Directions: In the records that follow, find the line with "Target: leather glove"; from there, retype every line exactly through the line with "Target: man in dark red-trimmed coat", which also belongs to the answer.

##### Source data

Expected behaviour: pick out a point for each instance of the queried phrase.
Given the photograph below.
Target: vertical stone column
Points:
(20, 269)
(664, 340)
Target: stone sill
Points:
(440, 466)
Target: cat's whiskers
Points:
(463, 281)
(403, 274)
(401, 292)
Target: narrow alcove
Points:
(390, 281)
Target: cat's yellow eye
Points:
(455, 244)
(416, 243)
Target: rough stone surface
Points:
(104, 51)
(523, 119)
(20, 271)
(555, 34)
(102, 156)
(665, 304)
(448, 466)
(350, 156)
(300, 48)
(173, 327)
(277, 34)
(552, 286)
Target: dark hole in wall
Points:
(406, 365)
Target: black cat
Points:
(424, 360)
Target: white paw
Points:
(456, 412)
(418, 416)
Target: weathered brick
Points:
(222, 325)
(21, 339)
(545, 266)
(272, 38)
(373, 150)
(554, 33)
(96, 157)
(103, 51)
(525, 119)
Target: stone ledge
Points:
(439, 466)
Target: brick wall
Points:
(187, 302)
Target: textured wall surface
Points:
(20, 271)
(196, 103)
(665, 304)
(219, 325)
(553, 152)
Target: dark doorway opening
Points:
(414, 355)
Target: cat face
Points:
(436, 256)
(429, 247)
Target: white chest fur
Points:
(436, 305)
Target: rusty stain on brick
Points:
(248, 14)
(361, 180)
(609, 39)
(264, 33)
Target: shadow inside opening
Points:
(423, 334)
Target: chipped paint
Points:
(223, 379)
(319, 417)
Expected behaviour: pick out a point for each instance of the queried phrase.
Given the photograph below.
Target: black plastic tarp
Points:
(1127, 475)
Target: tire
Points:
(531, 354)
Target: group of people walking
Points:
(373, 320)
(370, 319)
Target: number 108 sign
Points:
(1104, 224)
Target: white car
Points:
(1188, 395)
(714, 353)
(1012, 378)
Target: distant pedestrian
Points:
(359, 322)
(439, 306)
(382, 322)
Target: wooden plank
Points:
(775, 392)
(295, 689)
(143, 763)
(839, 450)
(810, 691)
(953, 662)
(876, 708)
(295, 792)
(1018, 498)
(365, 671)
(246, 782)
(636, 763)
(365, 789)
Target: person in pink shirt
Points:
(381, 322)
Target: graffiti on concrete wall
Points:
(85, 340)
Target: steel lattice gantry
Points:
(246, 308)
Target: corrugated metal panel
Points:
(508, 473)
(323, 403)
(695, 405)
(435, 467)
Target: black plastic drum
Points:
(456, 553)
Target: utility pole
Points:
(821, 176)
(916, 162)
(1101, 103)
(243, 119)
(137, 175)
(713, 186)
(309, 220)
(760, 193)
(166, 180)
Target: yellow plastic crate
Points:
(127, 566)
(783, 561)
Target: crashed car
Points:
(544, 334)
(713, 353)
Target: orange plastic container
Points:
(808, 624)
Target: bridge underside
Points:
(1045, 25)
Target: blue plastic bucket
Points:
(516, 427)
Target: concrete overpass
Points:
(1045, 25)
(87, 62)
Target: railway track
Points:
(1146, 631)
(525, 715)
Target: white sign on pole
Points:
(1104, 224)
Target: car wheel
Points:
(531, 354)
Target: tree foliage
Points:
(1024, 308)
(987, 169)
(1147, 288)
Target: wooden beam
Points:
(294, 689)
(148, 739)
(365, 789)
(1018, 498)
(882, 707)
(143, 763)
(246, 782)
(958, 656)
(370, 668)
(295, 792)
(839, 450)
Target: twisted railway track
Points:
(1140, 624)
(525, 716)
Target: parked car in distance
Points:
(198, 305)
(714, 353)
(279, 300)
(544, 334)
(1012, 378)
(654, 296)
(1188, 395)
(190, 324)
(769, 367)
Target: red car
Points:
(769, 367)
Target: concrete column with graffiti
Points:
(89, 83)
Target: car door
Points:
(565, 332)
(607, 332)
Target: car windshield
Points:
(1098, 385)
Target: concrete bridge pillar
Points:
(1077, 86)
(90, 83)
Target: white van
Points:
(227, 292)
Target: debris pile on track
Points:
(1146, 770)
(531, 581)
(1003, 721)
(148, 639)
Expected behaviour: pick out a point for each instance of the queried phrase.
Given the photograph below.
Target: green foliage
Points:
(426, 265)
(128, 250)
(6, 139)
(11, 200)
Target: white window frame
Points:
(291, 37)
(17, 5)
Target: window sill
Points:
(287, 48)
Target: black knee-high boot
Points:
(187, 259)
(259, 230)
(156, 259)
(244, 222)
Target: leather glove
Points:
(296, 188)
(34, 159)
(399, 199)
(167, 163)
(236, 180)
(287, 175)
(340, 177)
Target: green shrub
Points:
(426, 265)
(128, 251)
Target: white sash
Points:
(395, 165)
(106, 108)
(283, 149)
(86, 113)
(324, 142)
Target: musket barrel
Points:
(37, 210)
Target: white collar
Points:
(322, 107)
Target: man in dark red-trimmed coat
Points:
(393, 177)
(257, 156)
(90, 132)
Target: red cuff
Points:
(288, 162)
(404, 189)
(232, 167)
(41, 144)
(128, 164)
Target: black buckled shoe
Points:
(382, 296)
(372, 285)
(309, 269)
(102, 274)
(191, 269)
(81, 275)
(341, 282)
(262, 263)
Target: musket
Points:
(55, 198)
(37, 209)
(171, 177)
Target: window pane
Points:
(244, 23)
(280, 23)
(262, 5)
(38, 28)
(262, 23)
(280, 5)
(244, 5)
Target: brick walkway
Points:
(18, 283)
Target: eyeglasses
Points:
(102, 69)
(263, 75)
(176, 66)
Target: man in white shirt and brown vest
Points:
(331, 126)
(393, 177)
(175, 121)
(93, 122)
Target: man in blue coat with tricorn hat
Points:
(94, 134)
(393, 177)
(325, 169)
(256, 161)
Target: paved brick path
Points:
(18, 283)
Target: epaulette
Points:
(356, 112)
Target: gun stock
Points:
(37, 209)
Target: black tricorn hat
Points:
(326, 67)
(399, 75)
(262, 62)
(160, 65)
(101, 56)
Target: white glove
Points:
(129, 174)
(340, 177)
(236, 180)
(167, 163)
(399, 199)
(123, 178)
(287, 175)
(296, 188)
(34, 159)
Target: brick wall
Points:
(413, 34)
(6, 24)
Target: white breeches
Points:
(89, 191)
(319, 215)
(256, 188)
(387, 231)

##########
##### Source data

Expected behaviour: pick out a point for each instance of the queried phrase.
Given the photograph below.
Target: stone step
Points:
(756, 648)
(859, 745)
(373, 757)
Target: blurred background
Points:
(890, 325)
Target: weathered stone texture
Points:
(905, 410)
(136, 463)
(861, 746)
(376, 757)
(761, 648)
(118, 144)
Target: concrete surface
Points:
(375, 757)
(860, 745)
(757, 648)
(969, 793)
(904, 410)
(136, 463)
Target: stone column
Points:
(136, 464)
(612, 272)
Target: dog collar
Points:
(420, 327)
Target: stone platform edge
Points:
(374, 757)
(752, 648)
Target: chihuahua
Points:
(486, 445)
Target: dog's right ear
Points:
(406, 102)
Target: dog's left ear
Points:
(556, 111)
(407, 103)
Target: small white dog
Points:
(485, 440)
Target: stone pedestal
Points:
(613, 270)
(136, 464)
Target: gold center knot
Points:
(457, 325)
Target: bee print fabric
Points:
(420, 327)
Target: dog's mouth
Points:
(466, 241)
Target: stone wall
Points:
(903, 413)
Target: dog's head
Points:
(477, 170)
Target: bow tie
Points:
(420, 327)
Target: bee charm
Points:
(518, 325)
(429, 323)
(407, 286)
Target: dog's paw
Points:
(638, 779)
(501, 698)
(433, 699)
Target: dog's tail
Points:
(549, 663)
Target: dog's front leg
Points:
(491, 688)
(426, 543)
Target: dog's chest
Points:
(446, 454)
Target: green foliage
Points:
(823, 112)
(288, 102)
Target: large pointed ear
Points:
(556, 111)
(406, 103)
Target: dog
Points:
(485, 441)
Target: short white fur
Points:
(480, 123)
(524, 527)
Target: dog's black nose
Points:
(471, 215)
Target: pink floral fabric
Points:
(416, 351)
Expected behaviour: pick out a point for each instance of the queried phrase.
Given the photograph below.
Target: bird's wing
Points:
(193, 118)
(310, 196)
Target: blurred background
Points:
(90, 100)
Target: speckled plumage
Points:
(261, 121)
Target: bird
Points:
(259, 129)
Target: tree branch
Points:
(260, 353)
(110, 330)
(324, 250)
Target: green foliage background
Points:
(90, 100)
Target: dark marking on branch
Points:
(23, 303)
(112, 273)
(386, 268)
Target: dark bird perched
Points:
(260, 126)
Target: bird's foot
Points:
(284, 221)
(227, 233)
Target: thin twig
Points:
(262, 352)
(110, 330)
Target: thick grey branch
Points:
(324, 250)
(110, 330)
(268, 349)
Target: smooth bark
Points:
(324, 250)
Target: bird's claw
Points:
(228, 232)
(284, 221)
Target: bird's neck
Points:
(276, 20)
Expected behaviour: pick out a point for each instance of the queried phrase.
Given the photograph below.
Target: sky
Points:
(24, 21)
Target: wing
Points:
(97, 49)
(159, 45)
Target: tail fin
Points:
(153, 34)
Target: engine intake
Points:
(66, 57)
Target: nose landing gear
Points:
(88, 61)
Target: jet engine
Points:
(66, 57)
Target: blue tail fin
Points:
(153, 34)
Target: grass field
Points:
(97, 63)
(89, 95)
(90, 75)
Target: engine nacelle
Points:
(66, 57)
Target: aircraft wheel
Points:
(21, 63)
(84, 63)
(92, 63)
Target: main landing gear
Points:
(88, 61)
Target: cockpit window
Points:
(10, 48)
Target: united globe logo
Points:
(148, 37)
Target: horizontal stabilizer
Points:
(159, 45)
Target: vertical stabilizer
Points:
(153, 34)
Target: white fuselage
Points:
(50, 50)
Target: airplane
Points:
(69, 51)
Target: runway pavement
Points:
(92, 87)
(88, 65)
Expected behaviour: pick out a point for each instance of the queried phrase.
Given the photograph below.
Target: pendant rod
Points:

##########

Reply to the task:
Target: leather glove
Points:
(296, 188)
(34, 159)
(399, 199)
(167, 163)
(236, 180)
(287, 175)
(340, 177)
Target: green shrub
Points:
(426, 265)
(128, 251)
Target: white sash
Points:
(395, 165)
(106, 108)
(283, 149)
(86, 113)
(324, 142)
Target: musket barrel
Points:
(37, 210)
Target: white collar
Points:
(322, 107)
Target: man in dark red-trimmed coat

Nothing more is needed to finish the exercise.